[Records from a point-labeling set]
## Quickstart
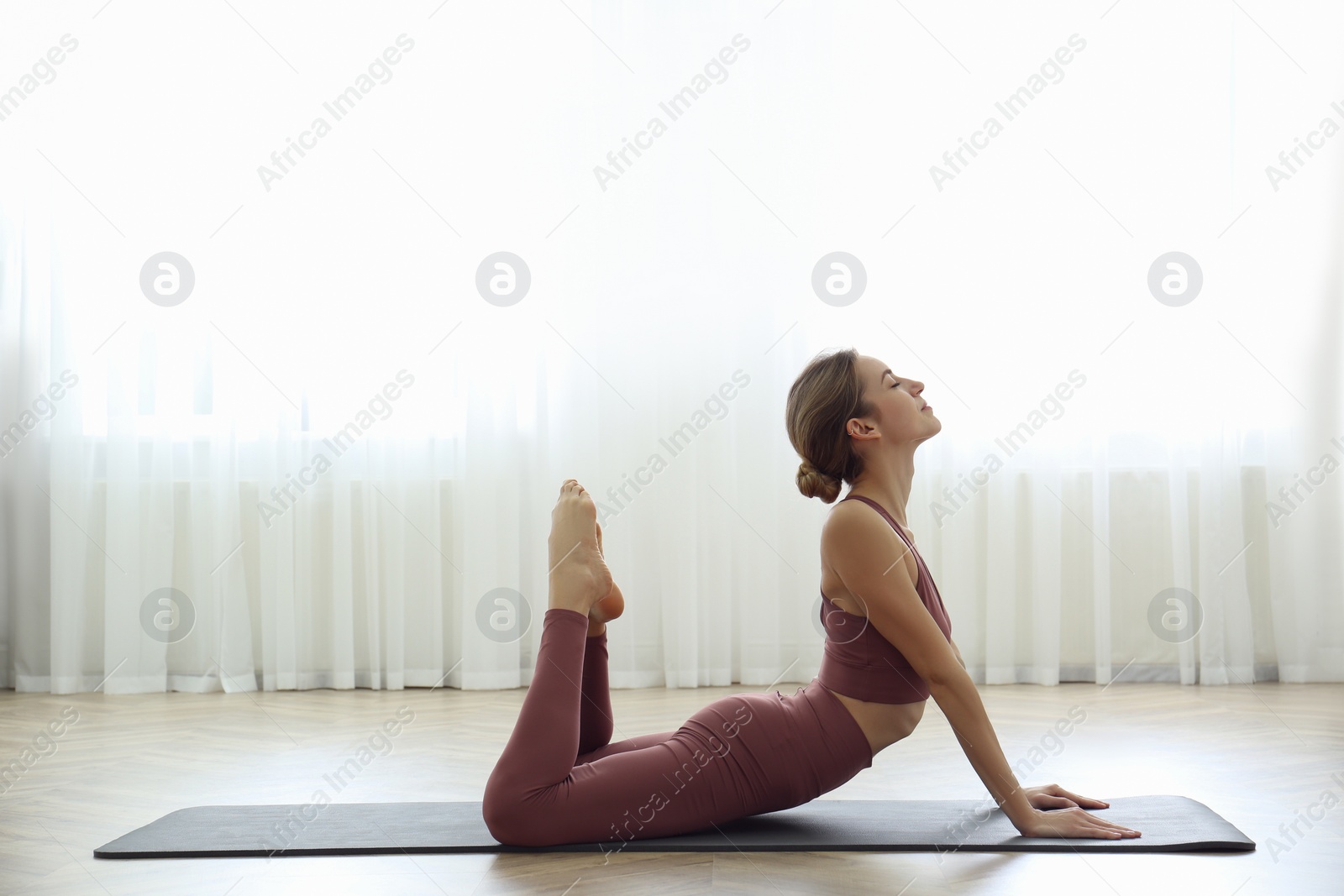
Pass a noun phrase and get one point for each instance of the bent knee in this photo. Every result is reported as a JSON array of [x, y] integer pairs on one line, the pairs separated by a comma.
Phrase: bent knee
[[511, 822]]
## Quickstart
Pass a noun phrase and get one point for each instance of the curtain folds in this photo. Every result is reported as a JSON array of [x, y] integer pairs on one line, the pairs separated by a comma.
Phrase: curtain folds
[[333, 466]]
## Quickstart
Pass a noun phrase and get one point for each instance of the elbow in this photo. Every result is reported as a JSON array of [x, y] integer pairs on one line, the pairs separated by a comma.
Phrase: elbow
[[947, 676]]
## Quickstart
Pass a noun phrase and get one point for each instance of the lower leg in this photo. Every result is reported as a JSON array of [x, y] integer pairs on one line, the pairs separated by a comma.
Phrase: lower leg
[[546, 738], [596, 721]]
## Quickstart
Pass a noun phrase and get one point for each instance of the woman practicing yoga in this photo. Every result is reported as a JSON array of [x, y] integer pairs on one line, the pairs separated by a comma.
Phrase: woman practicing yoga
[[887, 649]]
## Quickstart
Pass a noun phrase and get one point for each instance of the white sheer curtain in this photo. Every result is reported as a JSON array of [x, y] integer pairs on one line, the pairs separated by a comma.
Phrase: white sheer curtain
[[669, 311]]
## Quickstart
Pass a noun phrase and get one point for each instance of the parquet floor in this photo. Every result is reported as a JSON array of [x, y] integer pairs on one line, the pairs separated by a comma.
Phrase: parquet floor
[[1260, 755]]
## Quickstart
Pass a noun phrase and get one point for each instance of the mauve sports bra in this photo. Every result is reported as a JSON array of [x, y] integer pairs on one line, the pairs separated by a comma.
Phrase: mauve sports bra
[[857, 658]]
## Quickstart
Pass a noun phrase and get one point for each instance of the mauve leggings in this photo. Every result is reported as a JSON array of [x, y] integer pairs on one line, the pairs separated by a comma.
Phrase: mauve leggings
[[559, 781]]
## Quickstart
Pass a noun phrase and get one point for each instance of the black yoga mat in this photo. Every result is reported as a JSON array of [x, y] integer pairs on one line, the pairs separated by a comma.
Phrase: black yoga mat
[[1168, 824]]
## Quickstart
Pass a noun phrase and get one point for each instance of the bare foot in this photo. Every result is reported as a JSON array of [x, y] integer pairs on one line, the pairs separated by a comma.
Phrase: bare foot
[[608, 607], [578, 575]]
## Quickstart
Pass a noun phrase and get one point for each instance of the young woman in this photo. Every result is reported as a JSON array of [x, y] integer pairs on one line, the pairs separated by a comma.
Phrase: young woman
[[887, 651]]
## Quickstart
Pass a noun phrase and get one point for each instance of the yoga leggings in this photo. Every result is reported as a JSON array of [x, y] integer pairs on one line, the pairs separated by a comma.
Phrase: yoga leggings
[[559, 781]]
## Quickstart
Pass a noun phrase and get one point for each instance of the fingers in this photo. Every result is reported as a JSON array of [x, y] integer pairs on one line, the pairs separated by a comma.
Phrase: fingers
[[1120, 831]]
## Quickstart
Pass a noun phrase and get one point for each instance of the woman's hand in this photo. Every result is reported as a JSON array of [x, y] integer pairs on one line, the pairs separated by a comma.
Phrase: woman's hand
[[1055, 797], [1068, 817]]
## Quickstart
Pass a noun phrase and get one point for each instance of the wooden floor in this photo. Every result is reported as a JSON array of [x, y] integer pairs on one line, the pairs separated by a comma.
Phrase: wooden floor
[[1258, 755]]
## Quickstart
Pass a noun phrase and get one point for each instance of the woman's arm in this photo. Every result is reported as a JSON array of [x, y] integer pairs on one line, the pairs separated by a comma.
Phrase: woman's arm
[[956, 694]]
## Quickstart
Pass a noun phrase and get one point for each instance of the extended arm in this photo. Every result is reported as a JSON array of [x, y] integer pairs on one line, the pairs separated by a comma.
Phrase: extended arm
[[956, 694]]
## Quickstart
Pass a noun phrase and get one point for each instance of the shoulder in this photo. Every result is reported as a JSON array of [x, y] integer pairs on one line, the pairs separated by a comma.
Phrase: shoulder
[[855, 532]]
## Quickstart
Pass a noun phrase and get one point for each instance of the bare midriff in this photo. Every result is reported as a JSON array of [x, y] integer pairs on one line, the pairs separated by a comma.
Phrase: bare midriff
[[882, 723]]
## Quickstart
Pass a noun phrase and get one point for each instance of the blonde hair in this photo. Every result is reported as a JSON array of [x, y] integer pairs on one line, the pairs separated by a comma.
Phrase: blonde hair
[[822, 401]]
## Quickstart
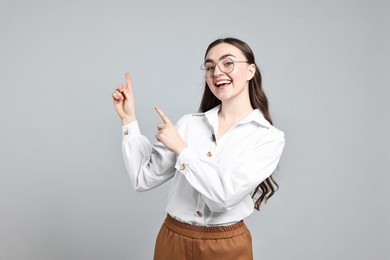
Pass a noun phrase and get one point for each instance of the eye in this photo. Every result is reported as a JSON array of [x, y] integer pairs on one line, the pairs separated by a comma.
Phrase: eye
[[209, 67], [227, 63]]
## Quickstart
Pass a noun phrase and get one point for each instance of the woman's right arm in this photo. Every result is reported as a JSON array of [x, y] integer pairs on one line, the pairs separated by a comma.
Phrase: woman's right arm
[[124, 101], [147, 165]]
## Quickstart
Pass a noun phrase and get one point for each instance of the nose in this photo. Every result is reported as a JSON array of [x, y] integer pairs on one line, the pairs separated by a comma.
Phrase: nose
[[217, 71]]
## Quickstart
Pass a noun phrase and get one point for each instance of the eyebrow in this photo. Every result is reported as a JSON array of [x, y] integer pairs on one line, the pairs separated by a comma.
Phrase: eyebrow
[[222, 57]]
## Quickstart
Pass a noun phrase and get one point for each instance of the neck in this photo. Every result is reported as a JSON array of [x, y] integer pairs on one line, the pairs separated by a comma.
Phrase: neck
[[235, 110]]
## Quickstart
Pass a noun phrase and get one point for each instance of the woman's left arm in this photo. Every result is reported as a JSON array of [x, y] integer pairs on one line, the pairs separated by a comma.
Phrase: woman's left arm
[[222, 186]]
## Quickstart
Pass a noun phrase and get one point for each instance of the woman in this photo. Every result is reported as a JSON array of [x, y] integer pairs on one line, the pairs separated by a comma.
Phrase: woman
[[221, 159]]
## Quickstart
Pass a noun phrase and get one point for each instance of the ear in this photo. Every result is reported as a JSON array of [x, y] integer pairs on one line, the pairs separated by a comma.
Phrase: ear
[[251, 71]]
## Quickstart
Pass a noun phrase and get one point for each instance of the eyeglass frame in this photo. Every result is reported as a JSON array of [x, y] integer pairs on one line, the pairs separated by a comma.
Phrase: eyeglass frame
[[216, 63]]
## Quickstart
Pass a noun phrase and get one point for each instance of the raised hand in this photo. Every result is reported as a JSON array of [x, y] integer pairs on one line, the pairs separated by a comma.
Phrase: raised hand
[[168, 134], [124, 101]]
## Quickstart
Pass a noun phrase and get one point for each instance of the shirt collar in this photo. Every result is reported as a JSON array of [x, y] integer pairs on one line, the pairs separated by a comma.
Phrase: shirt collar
[[255, 116]]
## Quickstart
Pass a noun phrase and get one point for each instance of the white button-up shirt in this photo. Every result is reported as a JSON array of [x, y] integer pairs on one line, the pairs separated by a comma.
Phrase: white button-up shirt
[[213, 180]]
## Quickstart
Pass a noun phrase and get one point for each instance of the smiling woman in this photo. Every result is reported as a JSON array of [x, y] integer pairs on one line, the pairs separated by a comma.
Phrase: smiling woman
[[221, 159]]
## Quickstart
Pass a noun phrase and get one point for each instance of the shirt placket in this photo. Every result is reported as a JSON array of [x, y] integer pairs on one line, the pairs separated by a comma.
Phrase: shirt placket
[[200, 204]]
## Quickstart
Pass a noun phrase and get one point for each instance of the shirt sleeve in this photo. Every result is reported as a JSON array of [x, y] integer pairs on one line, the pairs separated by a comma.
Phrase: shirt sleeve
[[224, 187], [148, 165]]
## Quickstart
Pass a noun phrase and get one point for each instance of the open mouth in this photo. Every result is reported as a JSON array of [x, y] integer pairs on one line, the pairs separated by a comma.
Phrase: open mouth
[[223, 83]]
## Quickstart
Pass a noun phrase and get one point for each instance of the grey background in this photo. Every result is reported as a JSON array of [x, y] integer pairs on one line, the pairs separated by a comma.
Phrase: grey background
[[64, 192]]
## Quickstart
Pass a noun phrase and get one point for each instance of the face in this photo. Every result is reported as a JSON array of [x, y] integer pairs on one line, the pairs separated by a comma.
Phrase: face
[[226, 85]]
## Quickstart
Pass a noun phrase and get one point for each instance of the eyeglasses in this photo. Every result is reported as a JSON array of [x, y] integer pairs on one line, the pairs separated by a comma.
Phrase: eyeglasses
[[226, 65]]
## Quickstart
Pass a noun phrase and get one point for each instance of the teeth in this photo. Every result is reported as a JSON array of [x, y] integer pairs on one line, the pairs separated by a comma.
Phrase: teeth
[[222, 82]]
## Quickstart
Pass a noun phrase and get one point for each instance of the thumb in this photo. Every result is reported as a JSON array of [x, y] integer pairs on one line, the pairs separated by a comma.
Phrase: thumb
[[164, 117]]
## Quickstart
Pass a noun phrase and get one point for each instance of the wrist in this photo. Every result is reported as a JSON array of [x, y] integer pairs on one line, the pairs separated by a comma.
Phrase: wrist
[[180, 149], [128, 119]]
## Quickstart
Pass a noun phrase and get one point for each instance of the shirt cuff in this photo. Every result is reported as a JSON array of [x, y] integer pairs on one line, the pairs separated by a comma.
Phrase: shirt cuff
[[130, 130], [184, 159]]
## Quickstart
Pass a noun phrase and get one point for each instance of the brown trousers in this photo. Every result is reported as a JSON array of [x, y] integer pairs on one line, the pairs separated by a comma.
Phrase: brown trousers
[[180, 241]]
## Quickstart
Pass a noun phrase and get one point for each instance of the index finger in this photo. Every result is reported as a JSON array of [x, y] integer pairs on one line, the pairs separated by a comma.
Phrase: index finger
[[162, 115], [128, 82]]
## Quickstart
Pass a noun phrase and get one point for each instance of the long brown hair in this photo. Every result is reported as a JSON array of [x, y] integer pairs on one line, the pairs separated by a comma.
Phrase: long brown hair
[[258, 100]]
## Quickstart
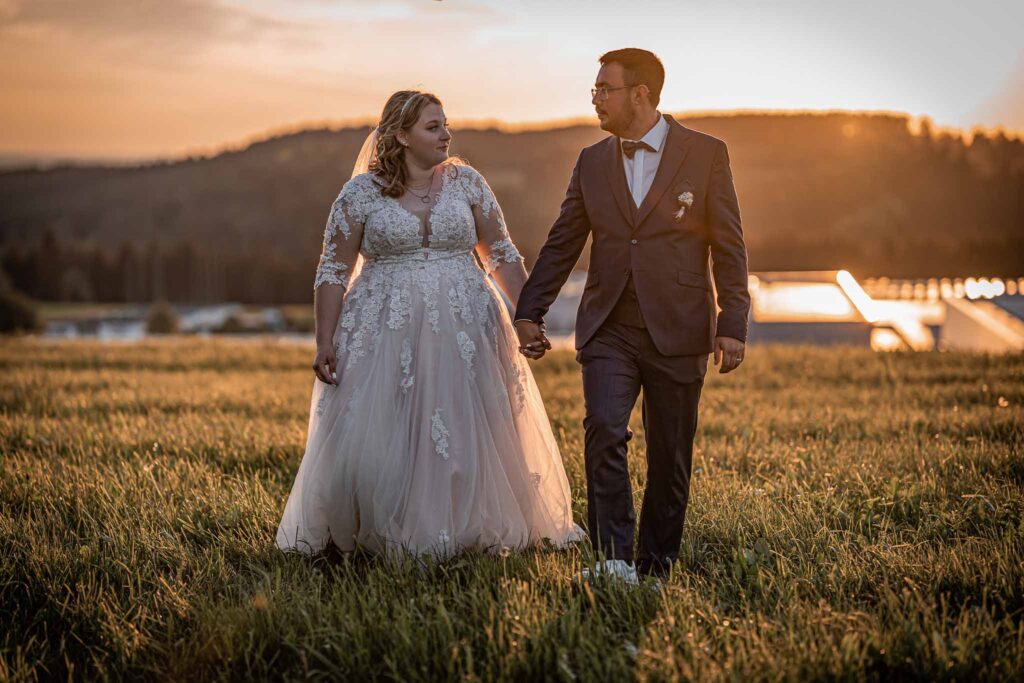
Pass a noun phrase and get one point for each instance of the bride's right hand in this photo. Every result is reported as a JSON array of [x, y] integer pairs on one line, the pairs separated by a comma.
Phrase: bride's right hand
[[326, 365]]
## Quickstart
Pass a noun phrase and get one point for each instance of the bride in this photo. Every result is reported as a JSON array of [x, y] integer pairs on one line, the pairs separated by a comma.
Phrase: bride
[[427, 433]]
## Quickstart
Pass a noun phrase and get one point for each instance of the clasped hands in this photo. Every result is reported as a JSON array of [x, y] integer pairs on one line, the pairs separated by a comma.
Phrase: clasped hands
[[532, 342]]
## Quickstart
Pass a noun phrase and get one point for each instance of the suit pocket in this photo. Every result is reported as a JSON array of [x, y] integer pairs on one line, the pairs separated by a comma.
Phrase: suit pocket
[[693, 280]]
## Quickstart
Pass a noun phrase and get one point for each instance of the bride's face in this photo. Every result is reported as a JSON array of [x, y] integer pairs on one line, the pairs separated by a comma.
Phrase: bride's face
[[429, 137]]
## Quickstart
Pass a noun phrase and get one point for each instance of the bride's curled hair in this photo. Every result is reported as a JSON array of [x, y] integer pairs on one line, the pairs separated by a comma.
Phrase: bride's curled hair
[[400, 113]]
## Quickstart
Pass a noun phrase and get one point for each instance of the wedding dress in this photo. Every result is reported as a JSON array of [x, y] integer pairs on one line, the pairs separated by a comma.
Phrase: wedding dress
[[435, 437]]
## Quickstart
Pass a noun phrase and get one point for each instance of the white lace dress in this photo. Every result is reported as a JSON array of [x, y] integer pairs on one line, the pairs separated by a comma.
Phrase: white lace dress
[[435, 437]]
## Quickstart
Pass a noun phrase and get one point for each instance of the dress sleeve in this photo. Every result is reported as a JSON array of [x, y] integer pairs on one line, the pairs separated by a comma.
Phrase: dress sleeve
[[342, 237], [494, 245]]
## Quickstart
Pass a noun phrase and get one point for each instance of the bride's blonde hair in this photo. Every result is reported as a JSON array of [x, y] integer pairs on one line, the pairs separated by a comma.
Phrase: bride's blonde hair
[[400, 112]]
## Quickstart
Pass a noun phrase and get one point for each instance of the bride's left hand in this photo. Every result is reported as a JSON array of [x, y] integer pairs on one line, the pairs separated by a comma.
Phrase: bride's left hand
[[326, 366]]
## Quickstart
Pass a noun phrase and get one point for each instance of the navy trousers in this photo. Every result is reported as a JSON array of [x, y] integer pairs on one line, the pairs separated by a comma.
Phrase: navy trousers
[[619, 361]]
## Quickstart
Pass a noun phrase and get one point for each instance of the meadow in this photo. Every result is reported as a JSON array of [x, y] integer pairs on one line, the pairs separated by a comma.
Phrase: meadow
[[854, 515]]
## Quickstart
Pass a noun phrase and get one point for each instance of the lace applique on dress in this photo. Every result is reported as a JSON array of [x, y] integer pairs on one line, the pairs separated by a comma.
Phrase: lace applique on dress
[[353, 203], [467, 349], [407, 367], [439, 434], [503, 251]]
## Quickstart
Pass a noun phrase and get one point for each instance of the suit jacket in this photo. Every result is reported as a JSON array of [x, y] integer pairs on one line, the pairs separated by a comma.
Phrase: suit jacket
[[668, 259]]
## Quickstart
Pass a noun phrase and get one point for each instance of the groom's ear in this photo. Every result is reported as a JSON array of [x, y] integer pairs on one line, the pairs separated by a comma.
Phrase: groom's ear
[[643, 92]]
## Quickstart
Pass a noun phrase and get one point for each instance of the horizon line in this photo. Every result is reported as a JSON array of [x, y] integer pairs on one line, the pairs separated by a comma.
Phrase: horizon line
[[45, 161]]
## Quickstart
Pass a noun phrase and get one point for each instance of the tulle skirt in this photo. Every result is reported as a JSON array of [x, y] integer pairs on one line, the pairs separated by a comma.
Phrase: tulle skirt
[[435, 437]]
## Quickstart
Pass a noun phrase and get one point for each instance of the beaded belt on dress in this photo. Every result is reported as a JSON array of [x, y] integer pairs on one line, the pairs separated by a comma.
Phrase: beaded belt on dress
[[422, 254]]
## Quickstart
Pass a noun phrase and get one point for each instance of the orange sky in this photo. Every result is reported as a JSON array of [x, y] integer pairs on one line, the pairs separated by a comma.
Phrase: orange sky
[[154, 78]]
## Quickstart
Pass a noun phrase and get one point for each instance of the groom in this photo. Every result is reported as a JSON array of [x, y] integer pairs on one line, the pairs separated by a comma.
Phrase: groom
[[657, 199]]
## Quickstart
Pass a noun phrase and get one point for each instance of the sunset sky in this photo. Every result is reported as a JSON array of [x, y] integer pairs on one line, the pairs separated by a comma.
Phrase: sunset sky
[[164, 78]]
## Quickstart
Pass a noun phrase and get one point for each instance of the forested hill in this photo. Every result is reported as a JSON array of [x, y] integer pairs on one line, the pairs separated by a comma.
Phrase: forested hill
[[853, 190]]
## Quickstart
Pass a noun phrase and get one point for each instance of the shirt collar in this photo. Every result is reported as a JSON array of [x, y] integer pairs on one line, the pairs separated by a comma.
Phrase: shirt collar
[[655, 136]]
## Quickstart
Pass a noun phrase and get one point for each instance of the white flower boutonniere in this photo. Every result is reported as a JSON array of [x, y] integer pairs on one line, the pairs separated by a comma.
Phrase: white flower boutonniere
[[685, 202]]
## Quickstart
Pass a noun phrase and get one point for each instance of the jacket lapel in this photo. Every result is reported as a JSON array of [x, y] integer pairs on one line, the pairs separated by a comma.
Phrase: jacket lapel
[[676, 146], [615, 172]]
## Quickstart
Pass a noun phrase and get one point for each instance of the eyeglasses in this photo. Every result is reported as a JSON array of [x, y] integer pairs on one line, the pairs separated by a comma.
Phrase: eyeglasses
[[602, 93]]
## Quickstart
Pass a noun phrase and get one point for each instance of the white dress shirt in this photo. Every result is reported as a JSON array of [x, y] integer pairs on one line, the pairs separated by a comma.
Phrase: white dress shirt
[[641, 169]]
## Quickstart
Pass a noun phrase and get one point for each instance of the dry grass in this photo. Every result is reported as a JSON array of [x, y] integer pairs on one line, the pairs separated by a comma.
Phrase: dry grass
[[854, 515]]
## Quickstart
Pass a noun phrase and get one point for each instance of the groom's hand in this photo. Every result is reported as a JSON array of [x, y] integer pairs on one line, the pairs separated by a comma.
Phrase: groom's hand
[[532, 342], [729, 352]]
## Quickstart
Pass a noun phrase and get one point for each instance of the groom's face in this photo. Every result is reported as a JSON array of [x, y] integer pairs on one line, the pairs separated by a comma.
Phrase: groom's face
[[615, 113]]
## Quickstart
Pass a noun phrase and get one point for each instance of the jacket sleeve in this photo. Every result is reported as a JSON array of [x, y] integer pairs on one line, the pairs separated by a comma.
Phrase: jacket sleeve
[[728, 252], [560, 252]]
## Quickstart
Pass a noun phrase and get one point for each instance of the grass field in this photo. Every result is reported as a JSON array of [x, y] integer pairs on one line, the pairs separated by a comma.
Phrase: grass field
[[854, 515]]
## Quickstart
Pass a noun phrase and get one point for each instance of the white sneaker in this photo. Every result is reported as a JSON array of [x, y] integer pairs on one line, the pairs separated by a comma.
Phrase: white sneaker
[[620, 568]]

> Objective:
Give the lines from the start of the records through the line with "[[511, 822]]" again, substituting "raised knee" for "bent knee" and changing nothing else. Leave the pictures out of the answer.

> Exercise answer:
## Quickstart
Pass a noun phrase and get one point for each instance of the raised knee in this photo. Every result is reported as a JSON array of [x, y] integer pairs on one line, the pairs separated by a comma.
Phrase: raised knee
[[511, 822]]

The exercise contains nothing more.